— Instructions to follow —
Copy everything from the line containing "job: player's hand" down through the line containing "138], [196, 141]]", substituting "nonzero" for "even-odd" and keeping the rest of the material unchanged.

— Material —

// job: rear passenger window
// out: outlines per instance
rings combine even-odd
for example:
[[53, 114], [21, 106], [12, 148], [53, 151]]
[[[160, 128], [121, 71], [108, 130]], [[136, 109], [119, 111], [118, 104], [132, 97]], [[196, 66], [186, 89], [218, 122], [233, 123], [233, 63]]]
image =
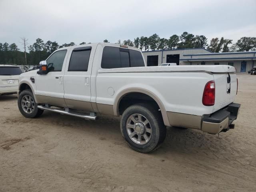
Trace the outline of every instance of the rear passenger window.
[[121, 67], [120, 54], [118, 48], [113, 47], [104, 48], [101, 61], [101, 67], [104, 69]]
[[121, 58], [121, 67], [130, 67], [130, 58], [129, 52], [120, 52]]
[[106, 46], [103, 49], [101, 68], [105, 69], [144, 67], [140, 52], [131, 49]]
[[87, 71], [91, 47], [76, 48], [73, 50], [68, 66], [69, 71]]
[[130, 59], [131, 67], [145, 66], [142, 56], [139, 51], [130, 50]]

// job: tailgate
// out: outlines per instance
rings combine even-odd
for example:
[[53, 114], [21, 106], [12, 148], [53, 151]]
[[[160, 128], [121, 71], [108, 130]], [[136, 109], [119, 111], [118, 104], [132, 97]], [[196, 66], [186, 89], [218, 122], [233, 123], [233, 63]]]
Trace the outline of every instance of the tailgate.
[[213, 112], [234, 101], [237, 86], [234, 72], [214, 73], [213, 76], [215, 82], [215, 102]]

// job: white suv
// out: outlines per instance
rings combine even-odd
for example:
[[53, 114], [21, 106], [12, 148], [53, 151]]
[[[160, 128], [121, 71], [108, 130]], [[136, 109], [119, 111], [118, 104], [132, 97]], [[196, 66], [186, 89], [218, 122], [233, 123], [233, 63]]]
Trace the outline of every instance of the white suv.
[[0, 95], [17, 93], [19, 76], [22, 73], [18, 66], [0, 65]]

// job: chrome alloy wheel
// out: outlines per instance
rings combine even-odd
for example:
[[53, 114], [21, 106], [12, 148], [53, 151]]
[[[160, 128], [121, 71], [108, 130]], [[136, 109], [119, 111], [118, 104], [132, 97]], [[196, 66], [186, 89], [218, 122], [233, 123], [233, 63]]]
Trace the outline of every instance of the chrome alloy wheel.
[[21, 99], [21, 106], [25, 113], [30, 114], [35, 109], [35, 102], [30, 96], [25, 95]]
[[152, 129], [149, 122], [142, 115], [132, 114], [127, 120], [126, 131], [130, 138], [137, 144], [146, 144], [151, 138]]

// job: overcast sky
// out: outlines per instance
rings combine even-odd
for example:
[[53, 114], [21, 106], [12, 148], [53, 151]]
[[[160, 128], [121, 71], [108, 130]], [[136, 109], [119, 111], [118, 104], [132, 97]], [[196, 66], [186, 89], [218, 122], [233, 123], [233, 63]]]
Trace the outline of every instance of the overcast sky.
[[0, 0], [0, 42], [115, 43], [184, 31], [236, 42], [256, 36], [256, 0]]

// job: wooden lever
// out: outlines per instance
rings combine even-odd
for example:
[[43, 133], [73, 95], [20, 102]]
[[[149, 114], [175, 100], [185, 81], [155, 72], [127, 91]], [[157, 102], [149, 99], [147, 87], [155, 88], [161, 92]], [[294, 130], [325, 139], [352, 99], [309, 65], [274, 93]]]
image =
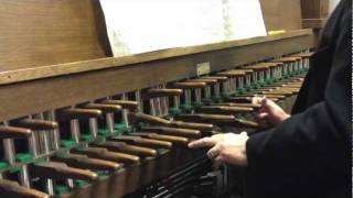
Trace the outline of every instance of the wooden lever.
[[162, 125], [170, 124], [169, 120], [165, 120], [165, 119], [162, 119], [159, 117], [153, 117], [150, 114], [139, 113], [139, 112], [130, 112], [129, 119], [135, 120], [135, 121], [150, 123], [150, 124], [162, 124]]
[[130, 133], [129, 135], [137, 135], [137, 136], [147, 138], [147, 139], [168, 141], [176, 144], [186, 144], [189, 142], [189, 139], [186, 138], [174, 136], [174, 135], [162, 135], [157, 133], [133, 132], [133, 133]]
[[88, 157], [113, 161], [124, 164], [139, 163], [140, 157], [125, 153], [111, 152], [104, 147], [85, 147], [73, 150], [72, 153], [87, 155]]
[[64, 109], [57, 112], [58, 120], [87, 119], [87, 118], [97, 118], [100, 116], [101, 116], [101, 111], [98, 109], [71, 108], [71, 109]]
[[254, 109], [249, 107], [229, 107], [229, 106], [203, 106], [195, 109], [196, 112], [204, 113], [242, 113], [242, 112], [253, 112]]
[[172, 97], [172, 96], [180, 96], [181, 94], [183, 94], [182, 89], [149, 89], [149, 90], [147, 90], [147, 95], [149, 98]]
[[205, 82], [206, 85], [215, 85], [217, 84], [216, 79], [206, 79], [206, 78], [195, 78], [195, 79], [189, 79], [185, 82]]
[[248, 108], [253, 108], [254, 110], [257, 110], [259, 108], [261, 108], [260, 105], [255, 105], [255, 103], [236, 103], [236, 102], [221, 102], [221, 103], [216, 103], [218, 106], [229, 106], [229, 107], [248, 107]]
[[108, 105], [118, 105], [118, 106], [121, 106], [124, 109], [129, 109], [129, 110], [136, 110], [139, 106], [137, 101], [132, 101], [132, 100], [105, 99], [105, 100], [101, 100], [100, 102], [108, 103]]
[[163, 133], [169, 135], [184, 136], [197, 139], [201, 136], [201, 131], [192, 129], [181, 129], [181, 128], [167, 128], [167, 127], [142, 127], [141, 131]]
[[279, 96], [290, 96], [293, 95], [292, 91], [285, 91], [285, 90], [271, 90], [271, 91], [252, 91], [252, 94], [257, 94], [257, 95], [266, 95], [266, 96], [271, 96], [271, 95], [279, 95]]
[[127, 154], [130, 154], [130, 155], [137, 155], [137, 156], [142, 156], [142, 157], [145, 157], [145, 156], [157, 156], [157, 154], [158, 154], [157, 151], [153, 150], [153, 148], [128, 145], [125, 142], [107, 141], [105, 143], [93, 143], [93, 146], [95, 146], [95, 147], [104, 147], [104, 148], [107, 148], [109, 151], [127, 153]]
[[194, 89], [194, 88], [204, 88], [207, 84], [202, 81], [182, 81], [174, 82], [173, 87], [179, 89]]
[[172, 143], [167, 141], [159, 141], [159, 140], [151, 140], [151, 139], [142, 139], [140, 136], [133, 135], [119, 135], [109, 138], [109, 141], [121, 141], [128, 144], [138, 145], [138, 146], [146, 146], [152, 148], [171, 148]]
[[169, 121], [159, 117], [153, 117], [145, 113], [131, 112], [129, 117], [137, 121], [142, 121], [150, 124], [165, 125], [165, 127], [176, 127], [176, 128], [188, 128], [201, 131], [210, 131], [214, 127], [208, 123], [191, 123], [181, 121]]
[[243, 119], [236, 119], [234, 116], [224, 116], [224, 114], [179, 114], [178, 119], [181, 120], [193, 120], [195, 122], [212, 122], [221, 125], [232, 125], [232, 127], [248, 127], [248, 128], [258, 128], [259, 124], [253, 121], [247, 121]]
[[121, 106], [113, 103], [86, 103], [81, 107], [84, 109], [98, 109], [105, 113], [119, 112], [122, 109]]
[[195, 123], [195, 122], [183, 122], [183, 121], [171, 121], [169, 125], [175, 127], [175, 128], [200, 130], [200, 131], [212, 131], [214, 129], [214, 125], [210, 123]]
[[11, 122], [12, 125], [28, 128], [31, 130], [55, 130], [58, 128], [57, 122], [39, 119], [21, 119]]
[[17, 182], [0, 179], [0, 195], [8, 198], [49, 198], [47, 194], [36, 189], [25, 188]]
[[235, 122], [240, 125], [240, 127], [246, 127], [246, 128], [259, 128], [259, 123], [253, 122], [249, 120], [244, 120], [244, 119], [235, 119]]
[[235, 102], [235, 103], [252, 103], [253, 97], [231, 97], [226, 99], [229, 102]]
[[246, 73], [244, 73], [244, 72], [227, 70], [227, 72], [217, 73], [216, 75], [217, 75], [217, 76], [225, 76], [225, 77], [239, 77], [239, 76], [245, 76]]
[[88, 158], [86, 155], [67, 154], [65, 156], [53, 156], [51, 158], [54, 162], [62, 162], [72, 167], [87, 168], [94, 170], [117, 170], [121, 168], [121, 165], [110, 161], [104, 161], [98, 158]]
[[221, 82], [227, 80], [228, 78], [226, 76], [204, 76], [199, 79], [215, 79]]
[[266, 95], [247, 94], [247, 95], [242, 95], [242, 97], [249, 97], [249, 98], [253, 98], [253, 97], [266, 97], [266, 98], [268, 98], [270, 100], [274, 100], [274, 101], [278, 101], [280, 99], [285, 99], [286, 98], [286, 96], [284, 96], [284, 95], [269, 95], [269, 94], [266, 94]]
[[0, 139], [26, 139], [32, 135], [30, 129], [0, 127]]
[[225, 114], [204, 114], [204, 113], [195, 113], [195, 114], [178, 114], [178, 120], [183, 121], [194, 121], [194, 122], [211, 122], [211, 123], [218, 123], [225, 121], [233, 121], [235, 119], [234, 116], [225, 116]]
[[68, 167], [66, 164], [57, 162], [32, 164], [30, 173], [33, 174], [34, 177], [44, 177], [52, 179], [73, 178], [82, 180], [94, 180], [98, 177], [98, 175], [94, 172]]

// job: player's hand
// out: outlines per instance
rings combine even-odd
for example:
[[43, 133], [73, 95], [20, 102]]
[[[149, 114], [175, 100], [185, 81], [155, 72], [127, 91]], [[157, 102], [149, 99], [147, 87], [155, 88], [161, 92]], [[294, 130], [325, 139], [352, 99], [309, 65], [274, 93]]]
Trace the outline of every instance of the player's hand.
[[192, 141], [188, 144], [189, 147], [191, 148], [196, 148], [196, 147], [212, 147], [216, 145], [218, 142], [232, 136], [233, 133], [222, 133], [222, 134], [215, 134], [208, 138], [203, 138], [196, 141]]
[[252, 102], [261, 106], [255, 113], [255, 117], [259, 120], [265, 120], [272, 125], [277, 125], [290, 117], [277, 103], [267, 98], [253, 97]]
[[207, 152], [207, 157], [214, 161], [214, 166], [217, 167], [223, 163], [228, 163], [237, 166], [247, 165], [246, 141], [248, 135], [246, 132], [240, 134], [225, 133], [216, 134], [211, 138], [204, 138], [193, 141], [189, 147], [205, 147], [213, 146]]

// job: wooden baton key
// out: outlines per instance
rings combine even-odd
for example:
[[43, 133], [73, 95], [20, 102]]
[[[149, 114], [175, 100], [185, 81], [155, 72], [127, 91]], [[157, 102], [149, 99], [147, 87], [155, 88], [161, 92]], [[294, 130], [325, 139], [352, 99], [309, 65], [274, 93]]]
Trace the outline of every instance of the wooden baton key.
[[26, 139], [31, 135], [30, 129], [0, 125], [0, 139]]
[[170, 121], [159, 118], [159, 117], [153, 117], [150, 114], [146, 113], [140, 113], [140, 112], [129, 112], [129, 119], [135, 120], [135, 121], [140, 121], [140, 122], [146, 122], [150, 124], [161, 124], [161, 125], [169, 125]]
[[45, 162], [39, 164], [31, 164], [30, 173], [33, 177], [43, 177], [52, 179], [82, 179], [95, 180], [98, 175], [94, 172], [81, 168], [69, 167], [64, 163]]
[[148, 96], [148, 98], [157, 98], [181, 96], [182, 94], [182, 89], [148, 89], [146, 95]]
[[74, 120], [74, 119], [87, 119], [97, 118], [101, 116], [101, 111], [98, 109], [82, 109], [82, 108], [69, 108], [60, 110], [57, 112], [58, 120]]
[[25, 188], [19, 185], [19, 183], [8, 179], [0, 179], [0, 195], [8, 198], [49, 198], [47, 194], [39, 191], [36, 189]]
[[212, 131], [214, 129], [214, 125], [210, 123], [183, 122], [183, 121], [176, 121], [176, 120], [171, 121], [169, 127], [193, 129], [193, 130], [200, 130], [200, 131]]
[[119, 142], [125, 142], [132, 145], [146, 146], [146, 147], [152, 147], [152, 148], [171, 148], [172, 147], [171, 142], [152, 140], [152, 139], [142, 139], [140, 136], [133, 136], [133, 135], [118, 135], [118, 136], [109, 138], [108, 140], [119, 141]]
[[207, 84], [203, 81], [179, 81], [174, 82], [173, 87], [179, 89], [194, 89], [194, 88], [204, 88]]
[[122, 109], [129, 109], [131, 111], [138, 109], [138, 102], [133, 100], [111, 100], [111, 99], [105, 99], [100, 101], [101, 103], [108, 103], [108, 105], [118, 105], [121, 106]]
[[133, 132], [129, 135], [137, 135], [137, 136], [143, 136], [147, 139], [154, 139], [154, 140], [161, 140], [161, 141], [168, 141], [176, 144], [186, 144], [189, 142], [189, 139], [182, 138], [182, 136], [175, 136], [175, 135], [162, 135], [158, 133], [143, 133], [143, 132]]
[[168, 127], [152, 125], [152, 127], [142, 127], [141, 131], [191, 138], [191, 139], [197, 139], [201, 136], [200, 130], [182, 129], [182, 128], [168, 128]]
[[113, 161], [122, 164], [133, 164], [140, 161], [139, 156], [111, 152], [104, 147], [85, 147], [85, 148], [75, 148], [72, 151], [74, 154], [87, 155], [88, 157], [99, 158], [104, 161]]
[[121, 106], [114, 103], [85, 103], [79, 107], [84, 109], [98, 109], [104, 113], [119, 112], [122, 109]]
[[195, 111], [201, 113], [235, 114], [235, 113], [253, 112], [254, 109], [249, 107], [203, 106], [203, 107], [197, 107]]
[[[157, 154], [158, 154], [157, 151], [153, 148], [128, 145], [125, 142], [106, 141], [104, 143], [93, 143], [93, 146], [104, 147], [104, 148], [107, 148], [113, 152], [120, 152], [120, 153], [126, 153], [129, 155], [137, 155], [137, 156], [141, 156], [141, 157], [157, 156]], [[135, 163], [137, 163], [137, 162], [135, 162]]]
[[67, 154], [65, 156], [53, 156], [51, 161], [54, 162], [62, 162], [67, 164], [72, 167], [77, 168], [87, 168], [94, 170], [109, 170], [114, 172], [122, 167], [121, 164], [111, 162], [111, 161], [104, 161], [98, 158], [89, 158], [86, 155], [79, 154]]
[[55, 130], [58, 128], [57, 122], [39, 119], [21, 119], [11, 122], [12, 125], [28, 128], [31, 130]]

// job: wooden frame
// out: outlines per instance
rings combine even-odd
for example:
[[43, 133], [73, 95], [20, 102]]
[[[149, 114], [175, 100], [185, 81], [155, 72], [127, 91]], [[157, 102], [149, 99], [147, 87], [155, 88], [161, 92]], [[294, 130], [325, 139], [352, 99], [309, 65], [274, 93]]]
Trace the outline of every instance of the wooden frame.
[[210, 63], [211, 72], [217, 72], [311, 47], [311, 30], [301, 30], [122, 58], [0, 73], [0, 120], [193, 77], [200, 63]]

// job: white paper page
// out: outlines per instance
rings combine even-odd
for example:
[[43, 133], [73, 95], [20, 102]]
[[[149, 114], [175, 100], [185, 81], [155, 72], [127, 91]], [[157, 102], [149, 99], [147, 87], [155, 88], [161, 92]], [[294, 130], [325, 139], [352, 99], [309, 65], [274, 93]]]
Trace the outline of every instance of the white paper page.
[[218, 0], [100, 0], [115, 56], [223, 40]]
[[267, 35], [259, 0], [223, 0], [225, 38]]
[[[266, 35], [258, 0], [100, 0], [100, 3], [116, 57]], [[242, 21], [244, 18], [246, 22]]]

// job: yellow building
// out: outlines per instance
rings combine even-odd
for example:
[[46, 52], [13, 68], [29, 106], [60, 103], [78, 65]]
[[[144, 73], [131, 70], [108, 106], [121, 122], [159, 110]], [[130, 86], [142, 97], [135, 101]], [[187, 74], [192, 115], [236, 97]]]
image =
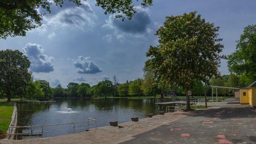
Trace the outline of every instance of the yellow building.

— Worked solution —
// job: player's hand
// out: outlines per instance
rings combine nonzero
for example:
[[43, 133], [73, 95], [20, 102]]
[[[149, 114], [175, 100], [185, 81], [155, 72], [127, 91]], [[157, 102], [149, 99], [147, 87], [155, 88], [161, 92]], [[294, 130], [325, 139], [352, 99], [309, 65], [274, 93]]]
Trace the outline of every instance of the player's hand.
[[192, 141], [188, 144], [189, 147], [191, 148], [196, 148], [196, 147], [212, 147], [216, 145], [218, 142], [232, 136], [233, 133], [222, 133], [222, 134], [215, 134], [208, 138], [203, 138], [196, 141]]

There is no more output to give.